***** SELECTED EXTRACT *****

It was Laing who would send the “first letter ever written from that place by any Christian,” as the British consul in Tripoli, Hanmer Warrington, put it. The son of an Edinburgh schoolmaster, Laing worked briefly as a teacher himself before escaping into the army and postings to the exotic territories of Barbados, Jamaica, and Sierra Leone, where he was sent in 1819. In West Africa he led a number of missions into the interior, demonstrating the courage, physical robustness, and talent for self-promotion that would be essential to the attempt on Timbuktu already taking shape in his head. “I have had for many years a strong desire to penetrate into the interior of Africa,” he wrote to friends in 1821, “and that desire has been greatly increased by my arrival on the Coast [of West Africa].”
In 1824, in poor health, he was sent home to report the disastrous British defeat by the Ashanti at Nsamanko to the secretary of state for war and the colonies, Lord Bathurst. To the great irritation of his commanding officer in Sierra Leone, Sir Charles Turner—who complained that Laing was “unwize, unofficerlike, and unmanly” and that his “military exploits were [even] worse than his poetry”—the forty-year-old major ingratiated himself with Bathurst and was appointed to lead a “Timbuktu Mission.” In May 1825 he arrived in Tripoli, where he was greeted by Warrington, a hard-drinking patriot who was rumored to be an illegitimate son of George III, and immediately embarked on a whirlwind romance with the consul’s daughter, Emma. They were married at her father’s large estate on the outskirts of the city on July 14, four days before the groom set out for Timbuktu. Warrington had seen too many explorers ride off to their doom in the desert and refused to let the couple consummate their partnership until his return. “I will take good care my Daughter remains as pure & chaste as snow,” he wrote to Bathurst, in one of the more eccentric communications received at the War and Colonial Office.

***** MATERIAL SUPPLIED *****

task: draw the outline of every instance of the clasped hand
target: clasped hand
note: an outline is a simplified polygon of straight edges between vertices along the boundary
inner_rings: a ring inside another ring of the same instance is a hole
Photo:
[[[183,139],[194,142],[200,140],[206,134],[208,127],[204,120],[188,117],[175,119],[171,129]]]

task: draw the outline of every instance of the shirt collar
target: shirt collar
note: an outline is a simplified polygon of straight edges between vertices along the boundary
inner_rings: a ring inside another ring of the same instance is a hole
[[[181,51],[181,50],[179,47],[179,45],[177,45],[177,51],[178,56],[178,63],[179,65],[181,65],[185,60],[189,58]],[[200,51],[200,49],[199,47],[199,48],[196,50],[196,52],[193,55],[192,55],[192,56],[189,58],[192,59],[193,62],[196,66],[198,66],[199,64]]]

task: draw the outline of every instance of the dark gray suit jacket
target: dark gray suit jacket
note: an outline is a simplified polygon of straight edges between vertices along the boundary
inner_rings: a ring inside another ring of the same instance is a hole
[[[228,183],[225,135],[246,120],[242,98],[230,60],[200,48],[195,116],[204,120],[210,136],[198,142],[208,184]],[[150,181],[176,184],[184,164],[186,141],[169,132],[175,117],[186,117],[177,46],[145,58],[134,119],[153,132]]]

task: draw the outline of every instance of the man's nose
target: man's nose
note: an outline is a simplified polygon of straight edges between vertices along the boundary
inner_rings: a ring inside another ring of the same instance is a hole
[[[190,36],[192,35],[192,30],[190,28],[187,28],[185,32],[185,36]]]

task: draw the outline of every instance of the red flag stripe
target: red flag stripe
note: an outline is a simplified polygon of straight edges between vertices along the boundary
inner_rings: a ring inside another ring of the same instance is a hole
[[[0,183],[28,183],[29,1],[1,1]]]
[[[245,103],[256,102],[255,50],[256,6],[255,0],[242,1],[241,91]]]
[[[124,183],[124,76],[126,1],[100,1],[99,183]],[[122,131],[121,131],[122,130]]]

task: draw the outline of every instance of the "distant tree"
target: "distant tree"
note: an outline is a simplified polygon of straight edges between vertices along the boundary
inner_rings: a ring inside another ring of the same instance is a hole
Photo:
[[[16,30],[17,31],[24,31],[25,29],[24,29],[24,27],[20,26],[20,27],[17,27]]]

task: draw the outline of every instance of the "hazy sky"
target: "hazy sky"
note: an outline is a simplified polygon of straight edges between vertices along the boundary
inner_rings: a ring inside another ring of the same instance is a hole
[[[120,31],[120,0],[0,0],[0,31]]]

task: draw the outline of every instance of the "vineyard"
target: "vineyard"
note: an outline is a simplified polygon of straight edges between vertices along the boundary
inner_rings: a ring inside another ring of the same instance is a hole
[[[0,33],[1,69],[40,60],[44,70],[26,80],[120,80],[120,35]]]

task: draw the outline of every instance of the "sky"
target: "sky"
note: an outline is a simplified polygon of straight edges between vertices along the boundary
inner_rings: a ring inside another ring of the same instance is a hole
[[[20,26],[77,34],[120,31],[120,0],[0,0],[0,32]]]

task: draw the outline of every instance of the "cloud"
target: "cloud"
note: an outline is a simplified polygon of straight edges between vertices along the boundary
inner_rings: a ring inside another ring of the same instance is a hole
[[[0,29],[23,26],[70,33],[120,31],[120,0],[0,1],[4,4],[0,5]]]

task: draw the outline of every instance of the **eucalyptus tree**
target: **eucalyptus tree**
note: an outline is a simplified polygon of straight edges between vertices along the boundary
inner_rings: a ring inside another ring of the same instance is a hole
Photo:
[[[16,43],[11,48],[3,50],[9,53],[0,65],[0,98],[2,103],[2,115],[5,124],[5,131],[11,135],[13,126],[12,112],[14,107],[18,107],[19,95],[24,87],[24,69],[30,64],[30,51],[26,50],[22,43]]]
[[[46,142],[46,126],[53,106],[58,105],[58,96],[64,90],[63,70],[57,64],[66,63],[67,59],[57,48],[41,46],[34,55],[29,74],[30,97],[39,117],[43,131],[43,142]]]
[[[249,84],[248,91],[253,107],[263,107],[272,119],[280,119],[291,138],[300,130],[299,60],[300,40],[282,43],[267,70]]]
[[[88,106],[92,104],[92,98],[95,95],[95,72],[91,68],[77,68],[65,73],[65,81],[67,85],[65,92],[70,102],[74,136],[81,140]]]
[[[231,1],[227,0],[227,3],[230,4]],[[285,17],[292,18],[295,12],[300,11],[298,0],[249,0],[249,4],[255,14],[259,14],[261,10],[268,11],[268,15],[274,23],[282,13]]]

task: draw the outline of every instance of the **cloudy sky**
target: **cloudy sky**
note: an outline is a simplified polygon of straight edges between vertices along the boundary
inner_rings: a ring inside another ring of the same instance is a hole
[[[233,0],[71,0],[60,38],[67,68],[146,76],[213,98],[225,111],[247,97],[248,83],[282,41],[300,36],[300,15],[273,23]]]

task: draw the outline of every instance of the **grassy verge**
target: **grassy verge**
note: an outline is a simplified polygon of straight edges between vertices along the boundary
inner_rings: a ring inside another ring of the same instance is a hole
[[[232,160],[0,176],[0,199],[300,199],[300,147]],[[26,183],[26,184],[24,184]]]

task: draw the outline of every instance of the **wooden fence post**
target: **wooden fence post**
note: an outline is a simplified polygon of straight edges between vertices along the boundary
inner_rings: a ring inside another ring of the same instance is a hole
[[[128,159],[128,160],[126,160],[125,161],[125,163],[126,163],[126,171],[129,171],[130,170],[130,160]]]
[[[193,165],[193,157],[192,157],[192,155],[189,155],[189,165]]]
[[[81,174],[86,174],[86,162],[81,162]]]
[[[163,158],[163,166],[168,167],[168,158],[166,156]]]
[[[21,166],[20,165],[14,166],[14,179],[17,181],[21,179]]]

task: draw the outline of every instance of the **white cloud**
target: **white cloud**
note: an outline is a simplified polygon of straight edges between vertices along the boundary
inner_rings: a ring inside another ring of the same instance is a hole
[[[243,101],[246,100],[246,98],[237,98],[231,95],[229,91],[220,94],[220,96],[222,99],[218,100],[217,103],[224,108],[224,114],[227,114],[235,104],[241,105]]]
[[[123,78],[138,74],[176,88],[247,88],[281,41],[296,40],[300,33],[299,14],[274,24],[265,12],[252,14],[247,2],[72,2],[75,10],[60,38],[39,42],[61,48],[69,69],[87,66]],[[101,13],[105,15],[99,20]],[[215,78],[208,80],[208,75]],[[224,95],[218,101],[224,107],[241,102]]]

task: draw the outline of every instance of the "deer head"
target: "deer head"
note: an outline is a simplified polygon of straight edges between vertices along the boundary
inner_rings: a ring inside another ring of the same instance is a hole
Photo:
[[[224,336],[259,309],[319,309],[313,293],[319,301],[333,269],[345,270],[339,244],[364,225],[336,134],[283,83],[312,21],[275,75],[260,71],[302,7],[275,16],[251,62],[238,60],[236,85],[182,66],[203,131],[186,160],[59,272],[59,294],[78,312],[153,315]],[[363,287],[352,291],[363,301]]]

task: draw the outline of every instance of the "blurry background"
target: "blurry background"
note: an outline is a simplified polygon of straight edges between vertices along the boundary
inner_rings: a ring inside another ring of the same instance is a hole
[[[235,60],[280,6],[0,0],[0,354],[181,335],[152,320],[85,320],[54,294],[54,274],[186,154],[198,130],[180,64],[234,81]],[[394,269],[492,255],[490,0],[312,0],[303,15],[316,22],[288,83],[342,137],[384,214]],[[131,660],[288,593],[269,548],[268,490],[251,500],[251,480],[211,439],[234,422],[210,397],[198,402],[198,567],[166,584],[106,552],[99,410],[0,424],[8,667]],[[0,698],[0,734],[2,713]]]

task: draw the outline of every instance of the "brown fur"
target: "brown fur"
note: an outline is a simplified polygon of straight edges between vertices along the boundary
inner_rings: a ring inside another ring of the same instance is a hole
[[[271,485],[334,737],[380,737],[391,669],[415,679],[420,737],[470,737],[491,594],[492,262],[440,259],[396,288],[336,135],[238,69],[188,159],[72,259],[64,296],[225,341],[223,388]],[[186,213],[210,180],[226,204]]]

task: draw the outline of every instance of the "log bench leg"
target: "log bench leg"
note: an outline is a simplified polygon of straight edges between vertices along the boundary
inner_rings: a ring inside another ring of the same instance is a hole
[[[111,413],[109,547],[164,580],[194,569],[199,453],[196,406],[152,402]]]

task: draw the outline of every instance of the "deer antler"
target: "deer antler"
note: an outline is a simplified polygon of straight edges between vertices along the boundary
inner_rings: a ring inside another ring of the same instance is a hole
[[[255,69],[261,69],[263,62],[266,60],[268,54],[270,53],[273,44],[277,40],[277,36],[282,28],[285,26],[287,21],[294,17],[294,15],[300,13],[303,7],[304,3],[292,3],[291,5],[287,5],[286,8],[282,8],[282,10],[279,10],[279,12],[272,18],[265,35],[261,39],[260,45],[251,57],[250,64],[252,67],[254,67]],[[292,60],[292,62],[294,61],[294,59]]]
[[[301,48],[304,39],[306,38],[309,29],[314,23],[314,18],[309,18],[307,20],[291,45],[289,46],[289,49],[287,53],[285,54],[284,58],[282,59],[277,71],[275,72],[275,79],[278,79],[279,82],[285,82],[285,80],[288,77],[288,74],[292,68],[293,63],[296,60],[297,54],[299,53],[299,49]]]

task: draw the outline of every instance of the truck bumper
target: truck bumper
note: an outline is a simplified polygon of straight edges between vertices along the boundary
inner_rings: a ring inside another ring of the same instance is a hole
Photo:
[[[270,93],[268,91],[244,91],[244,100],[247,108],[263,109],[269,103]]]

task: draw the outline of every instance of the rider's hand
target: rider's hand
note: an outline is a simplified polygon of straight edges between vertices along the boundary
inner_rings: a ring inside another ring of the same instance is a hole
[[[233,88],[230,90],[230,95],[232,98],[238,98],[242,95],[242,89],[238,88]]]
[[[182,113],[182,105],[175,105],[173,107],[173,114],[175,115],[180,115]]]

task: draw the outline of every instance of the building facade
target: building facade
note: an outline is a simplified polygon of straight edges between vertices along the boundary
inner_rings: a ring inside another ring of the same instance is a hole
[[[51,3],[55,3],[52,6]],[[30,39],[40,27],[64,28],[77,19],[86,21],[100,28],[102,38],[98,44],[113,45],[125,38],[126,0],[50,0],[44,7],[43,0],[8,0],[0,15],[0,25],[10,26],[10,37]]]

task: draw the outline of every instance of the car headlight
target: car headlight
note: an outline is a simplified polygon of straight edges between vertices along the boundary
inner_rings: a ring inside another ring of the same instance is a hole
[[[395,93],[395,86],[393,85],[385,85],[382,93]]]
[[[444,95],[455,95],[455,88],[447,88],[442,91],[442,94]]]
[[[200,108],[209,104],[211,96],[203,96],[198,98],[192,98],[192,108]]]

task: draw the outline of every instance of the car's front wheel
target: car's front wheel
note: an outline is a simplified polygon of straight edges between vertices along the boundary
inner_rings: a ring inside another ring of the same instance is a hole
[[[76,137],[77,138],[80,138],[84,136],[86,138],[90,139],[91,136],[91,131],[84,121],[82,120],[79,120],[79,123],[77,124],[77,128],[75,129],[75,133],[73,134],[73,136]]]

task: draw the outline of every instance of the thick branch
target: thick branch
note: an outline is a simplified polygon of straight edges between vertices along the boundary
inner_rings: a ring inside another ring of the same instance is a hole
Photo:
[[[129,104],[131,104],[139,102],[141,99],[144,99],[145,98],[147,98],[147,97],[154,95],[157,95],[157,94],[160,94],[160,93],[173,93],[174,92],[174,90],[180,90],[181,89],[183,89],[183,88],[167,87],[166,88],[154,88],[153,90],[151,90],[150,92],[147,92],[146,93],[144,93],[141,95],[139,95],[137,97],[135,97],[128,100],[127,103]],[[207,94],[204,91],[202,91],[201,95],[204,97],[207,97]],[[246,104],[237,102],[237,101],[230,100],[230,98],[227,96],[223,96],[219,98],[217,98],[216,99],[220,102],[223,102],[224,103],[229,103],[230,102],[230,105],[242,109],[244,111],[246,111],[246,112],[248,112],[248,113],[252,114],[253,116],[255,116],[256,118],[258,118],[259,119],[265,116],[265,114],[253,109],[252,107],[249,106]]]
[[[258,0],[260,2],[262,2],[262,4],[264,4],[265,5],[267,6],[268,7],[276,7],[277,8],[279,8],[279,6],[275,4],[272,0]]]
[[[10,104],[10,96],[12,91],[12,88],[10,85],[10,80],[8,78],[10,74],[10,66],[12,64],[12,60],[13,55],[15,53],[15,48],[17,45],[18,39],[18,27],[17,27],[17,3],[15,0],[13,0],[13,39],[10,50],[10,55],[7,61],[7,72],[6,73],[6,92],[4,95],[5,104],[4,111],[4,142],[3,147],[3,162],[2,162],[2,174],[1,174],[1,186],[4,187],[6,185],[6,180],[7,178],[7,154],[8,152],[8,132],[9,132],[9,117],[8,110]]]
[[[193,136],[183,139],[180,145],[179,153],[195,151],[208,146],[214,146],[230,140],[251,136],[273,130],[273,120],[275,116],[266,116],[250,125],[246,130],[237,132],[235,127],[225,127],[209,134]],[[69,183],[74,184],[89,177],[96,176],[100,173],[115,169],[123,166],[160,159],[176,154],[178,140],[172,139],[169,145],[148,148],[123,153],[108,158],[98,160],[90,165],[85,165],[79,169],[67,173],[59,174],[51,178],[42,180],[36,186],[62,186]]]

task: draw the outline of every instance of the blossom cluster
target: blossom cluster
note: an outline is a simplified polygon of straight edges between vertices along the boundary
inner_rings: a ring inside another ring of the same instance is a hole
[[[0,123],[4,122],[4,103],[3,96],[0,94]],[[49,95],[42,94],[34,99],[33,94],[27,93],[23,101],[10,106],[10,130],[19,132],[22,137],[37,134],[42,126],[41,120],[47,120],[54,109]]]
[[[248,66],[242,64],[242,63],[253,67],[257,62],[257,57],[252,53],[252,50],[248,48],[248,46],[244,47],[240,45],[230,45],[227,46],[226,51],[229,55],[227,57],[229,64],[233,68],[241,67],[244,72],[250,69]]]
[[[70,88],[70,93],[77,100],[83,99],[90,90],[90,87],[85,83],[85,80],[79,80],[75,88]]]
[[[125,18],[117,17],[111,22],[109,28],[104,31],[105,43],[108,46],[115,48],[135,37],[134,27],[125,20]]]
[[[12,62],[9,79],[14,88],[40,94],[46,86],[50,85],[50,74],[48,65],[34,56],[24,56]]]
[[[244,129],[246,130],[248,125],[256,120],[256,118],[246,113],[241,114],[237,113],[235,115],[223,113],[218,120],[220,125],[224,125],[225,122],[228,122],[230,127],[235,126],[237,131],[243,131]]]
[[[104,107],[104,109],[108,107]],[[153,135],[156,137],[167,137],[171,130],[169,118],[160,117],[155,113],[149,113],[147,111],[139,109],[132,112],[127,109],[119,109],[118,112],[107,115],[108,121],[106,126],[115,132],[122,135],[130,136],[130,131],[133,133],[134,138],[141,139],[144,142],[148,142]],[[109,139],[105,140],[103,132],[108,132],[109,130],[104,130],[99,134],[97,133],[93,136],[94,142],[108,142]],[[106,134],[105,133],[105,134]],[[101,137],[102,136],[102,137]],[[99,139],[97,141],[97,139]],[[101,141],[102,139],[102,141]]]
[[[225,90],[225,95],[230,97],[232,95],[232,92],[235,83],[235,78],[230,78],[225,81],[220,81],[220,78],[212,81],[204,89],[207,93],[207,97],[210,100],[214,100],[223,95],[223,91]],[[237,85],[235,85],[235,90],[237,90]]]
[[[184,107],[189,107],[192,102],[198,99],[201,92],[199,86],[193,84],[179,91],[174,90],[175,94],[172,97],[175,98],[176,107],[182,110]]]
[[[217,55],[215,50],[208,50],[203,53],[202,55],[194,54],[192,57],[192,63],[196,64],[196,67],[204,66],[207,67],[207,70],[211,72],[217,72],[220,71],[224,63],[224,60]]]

*****

EXERCISE BRIEF: Can you translate this sentence from the passage on Laing's Timbuktu mission into French: "They were married at her father's large estate on the outskirts of the city on July 14, four days before the groom set out for Timbuktu."? None of the material matters here.

WRITTEN ANSWER: Ils se marièrent le 14 juillet dans le vaste domaine de son père, aux abords de la ville, quatre jours avant que le marié ne parte pour Tombouctou.